By Phyllis Stark. CREATED Jul 26, 2014
The family of a man charged with making a bomb threat on an Canadian plane flying over U.S. airspace on Friday morning says he has a history of mental illness.
The suspect, 25-year-old Canadian Ali Shahi, was released on bail Saturday morning.
Sunwing Flight 722 was en route from Toronto to Panama City, flying over West Virginia about 45 minutes into the trip when Shahi became unruly and threatened to blow up the plane, reportedly because the cost of cigarettes on the plane was 25 cents less than what he’d paid at the airport. Shahi, who was reportedly traveling with his girlfriend, wanted to be reimbursed for the difference, according to Canadian news service CBC.
Another report from British newspaper The Guardian says Shahi “became angry after learning that the duty-free items he wanted were not for sale.”
The flight had 181 passengers, two infants, two pilots and four flight attendants on board, according to CBC.
The pilot turned the flight around to head back for an emergency landing at Toronto’s Pearson International Airport. The plane made the trip accompanied by two U.S. F-16 military jets dispatched out of Toledo, Ohio.
When the plane landed, passenger video (watch it above) shows an armed SWAT team swarming onto the plane to arrest Shahi.
CBC reports, “Shahi was charged with mischief to property, mischief interfering of the lawful enjoyment of property, uttering threats and endangering the safety of an aircraft. He was released on $1,000 bail after appearing at a Brampton court. Shahi was ordered not to board a plane or enter Pearson International Airport as part of the conditions for his release.”

.....

Your tasks.
A: In the article on the Sunwing Flight 722 bomb threat, where were the two F-16 jets that escorted the plane dispatched from?
B: Write the next part of the article on the Sunwing Flight 722 bomb threat, picking up after its final paragraph.

Dataset items:
.....

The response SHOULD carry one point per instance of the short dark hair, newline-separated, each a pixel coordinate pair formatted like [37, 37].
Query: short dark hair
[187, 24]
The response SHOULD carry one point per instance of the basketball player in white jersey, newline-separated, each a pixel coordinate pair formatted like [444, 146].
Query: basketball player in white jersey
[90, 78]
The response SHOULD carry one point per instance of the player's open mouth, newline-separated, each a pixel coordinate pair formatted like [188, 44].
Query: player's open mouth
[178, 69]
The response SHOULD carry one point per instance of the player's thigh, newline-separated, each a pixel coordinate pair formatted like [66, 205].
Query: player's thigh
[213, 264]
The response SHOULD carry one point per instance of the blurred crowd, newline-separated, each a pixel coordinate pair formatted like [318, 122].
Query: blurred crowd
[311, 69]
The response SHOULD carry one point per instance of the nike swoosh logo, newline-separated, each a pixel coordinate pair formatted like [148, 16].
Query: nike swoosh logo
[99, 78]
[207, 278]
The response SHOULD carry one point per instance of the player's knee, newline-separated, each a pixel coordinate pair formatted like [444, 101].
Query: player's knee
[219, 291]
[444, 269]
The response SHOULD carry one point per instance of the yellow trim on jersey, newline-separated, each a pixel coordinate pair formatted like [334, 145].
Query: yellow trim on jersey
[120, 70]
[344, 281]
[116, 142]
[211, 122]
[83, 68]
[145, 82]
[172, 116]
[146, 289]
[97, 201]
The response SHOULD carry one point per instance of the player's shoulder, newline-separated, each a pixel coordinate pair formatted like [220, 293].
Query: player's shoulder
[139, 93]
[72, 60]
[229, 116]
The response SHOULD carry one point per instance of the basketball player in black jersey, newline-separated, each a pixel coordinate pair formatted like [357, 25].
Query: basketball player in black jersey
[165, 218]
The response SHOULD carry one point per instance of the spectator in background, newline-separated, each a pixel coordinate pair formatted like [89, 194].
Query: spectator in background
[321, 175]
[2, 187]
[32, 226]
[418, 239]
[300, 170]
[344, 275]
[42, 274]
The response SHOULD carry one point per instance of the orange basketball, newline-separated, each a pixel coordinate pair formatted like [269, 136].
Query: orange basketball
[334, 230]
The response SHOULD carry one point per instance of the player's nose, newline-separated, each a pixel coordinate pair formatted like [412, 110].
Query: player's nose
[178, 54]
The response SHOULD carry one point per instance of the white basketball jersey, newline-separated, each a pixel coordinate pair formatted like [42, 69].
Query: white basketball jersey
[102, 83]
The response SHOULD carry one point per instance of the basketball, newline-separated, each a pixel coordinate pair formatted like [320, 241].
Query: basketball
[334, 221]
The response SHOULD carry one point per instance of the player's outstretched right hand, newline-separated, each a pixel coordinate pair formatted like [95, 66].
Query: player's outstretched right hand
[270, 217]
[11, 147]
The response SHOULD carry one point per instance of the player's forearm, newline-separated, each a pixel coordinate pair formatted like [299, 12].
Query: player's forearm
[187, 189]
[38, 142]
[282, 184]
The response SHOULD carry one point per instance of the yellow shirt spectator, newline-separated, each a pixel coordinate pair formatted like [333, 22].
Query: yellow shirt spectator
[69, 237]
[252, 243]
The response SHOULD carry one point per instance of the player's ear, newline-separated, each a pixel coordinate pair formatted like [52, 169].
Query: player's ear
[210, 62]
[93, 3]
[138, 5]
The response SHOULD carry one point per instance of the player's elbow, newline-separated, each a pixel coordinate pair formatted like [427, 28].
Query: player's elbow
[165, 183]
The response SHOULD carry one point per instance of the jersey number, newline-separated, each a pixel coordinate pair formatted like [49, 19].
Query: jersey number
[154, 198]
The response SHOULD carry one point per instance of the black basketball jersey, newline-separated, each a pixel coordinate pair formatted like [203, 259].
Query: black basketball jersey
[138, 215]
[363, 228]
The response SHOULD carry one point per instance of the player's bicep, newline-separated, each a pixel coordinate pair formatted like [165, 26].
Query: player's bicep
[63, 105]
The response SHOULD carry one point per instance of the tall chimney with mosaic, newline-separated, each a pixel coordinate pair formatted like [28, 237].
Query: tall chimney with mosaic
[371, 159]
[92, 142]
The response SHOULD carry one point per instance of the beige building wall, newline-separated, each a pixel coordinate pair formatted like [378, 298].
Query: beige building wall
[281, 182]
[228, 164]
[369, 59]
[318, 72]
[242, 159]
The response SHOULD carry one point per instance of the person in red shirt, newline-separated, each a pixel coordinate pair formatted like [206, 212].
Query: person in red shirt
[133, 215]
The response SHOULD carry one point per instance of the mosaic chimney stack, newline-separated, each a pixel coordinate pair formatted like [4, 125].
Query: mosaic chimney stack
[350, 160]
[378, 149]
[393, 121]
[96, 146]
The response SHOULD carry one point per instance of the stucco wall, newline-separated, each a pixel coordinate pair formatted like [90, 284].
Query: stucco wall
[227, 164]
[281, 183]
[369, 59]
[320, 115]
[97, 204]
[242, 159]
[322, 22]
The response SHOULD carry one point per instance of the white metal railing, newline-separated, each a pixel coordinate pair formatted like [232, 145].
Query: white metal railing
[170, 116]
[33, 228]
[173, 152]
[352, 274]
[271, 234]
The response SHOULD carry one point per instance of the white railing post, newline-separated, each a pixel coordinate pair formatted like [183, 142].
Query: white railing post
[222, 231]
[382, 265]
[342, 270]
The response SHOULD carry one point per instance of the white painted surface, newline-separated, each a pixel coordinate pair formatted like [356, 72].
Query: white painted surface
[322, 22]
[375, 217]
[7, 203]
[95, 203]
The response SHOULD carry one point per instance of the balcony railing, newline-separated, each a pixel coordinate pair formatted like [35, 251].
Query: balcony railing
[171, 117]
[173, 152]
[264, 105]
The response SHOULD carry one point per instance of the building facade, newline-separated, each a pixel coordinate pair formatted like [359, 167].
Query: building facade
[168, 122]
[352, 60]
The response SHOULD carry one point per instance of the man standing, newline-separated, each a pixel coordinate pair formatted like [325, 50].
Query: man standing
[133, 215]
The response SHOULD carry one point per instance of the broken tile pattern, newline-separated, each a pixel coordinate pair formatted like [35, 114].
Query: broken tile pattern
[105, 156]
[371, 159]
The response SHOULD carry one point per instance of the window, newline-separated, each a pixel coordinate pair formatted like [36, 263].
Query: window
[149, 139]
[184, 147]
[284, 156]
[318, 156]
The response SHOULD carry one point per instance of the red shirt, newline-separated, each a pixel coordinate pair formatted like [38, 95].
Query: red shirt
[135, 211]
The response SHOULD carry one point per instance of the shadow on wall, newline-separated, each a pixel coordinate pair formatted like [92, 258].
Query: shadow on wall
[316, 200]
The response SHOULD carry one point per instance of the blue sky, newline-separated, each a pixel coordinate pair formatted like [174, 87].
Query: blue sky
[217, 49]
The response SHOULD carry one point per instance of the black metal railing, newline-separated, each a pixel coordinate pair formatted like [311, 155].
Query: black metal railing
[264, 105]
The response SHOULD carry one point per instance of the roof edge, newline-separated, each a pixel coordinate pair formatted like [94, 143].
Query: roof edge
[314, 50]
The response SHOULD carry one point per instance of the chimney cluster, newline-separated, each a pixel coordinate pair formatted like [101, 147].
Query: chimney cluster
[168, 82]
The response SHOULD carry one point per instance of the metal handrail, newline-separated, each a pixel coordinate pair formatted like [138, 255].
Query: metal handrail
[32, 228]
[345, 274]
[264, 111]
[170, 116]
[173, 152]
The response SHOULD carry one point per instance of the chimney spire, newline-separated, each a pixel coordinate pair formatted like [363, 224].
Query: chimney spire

.....

Results of the tasks.
A: Toledo, Ohio.

B:
His family, meanwhile, says they have sought help for Shahi’s alleged mental problems, including depression, for years but couldn’t admit him to a mental institution against his will. Family members tell CBC he also had a gambling problem that caused him to lose $6,000 in student loan money.
"I am sorry for what happened on the flight, but Ali is not at fault," his father Shadegh Shahi told CBC. "I blame the police and health system. We called the police for help more than 23 times in the last two to three years, but unfortunately they did nothing to help us or help my son."
CBC reports, “Shahi … stayed briefly at Mississauga's Credit Valley Hospital for mental health issues, family members said. What was supposed to be a month-long treatment lasted only a few weeks after the hospital discharged him for ‘not following rules,’ Shahi's father said.”
“Shahi attended the University of Toronto briefly. He now goes to Lakehead University in Thunder Bay and has changed majors several times,” family members told CBC.